▶ **Work instructions**: Reproduce the items from the start up to and including the line with "544), (542, 531)]]", requests included, and shift every coordinate in the answers by adding -60 to it. Leave the pictures out of your answer.

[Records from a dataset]
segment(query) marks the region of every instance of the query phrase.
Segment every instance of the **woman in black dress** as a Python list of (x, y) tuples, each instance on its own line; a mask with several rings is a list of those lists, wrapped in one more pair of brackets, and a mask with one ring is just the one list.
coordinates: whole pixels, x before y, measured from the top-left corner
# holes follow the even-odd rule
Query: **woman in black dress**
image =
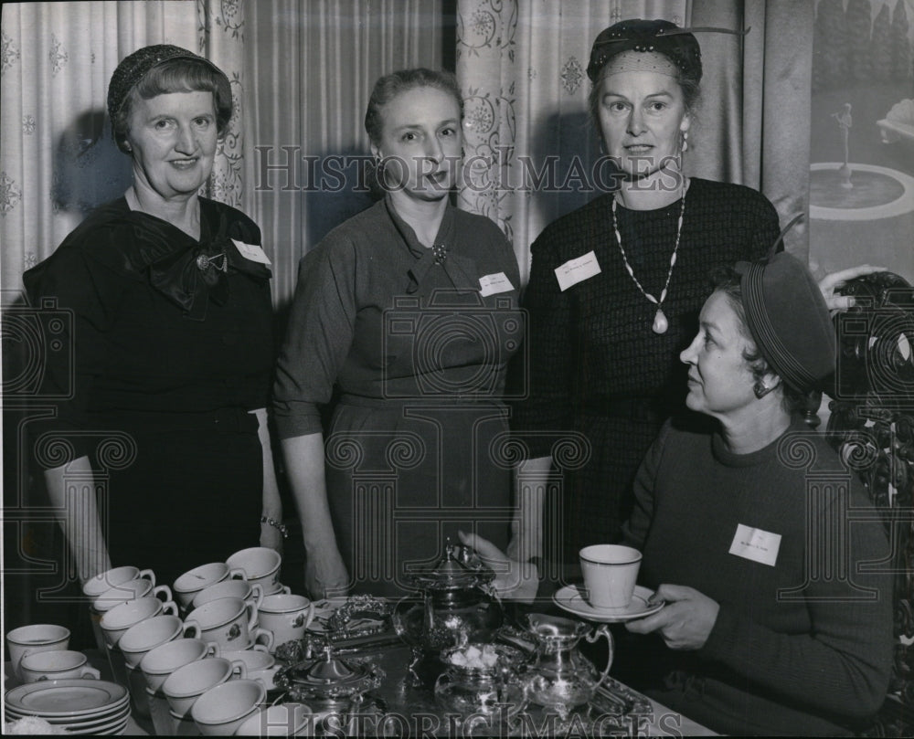
[(108, 110), (133, 186), (23, 278), (33, 306), (72, 316), (72, 364), (52, 360), (43, 387), (69, 397), (34, 425), (35, 456), (81, 579), (133, 565), (171, 582), (281, 543), (269, 260), (256, 224), (197, 195), (231, 117), (221, 70), (142, 48)]
[[(529, 452), (518, 480), (543, 479), (562, 438), (577, 451), (556, 456), (562, 487), (545, 511), (541, 487), (517, 486), (523, 523), (509, 553), (522, 562), (545, 554), (577, 563), (582, 546), (618, 537), (638, 465), (683, 406), (677, 356), (696, 333), (712, 271), (764, 257), (780, 230), (760, 193), (683, 173), (702, 76), (691, 33), (664, 20), (622, 21), (597, 37), (587, 71), (617, 186), (531, 247), (529, 395), (512, 421)], [(831, 297), (859, 273), (835, 273), (822, 288)], [(552, 533), (545, 544), (542, 531)]]

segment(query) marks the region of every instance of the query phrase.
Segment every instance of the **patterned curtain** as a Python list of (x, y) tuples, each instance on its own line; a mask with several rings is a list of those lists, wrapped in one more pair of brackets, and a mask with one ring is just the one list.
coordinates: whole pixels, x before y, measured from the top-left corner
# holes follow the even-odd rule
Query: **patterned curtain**
[[(122, 58), (168, 43), (212, 58), (235, 111), (208, 190), (240, 203), (244, 78), (240, 0), (7, 3), (0, 51), (0, 255), (5, 302), (95, 206), (122, 195), (130, 162), (105, 111)], [(61, 104), (62, 101), (62, 104)]]
[[(762, 190), (786, 224), (808, 209), (812, 8), (790, 0), (459, 0), (457, 75), (466, 97), (462, 207), (529, 246), (592, 199), (599, 136), (590, 121), (590, 45), (625, 18), (751, 26), (745, 41), (700, 34), (705, 79), (685, 168)], [(806, 256), (803, 225), (788, 248)]]
[(244, 196), (244, 4), (197, 0), (197, 52), (213, 61), (231, 83), (232, 115), (219, 144), (207, 195), (237, 208)]

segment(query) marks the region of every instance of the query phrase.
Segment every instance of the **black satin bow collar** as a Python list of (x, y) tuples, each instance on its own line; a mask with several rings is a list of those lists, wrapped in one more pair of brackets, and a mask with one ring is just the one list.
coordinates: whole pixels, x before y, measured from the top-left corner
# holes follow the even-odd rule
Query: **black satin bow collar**
[(479, 290), (479, 286), (474, 284), (469, 277), (473, 272), (473, 262), (454, 250), (456, 228), (453, 209), (450, 206), (444, 211), (444, 217), (441, 219), (441, 225), (435, 236), (435, 246), (429, 248), (420, 243), (412, 227), (397, 214), (389, 198), (385, 203), (390, 219), (404, 243), (410, 253), (418, 258), (409, 268), (409, 286), (406, 290), (409, 294), (411, 295), (420, 290), (430, 270), (433, 269), (443, 269), (455, 290)]
[(230, 272), (270, 280), (265, 265), (245, 259), (232, 243), (231, 227), (224, 213), (213, 229), (201, 205), (199, 242), (146, 214), (132, 211), (130, 221), (135, 237), (128, 257), (131, 267), (145, 271), (150, 284), (191, 321), (206, 319), (209, 301), (225, 305)]

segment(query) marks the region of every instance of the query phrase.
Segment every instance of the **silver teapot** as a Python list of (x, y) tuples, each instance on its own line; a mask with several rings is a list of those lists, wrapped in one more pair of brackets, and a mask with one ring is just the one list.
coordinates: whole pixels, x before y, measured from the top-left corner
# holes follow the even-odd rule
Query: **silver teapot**
[[(590, 701), (612, 664), (613, 642), (609, 627), (592, 625), (559, 616), (526, 614), (520, 618), (525, 635), (533, 640), (535, 653), (524, 678), (524, 692), (531, 703), (568, 717), (573, 708)], [(578, 650), (581, 639), (593, 643), (605, 637), (609, 657), (602, 673)]]
[(430, 569), (409, 575), (420, 597), (402, 598), (393, 610), (397, 634), (411, 649), (410, 671), (425, 657), (450, 647), (491, 641), (505, 620), (492, 586), (495, 574), (470, 547), (448, 542)]

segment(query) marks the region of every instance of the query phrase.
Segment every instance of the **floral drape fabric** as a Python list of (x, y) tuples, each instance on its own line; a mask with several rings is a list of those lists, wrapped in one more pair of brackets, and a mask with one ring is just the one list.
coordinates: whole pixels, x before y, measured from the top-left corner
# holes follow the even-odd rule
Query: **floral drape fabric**
[(111, 138), (108, 81), (122, 58), (175, 44), (211, 58), (235, 110), (208, 193), (242, 197), (244, 16), (240, 0), (5, 4), (0, 28), (0, 255), (5, 302), (22, 273), (86, 214), (122, 195), (130, 161)]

▶ **Answer below**:
segment(query) marks the region of every instance of the query phrase.
Segment every instance of the **woman in black dress** as a Python list of (x, y) tuples, each instance on its own line; a mask with several rings is a list of those lists, wrapped in one more pair of brackets, and a mask with one ring is just the one list.
coordinates: whole pixels, x before y, measured from the top-left corner
# holes follow the even-odd rule
Query: **woman in black dress**
image =
[(48, 50), (73, 126), (-37, 218), (-27, 246), (12, 256), (12, 304), (-8, 300), (-17, 327), (9, 337), (-26, 365), (-25, 396), (21, 519), (73, 505), (111, 522), (221, 483), (209, 200), (196, 164), (137, 135), (171, 57), (161, 10), (82, -12)]
[[(469, 392), (458, 420), (483, 419), (502, 378), (517, 391), (496, 396), (502, 427), (485, 451), (481, 427), (457, 426), (463, 463), (449, 493), (462, 502), (485, 494), (517, 503), (522, 486), (558, 477), (578, 405), (623, 346), (617, 296), (636, 273), (652, 211), (704, 197), (720, 170), (700, 133), (623, 113), (642, 16), (631, -27), (604, -40), (562, -39), (537, -23), (527, 11), (557, 126), (471, 187), (469, 335), (452, 361)], [(771, 237), (799, 213), (775, 213), (762, 228)], [(492, 473), (485, 484), (482, 471)]]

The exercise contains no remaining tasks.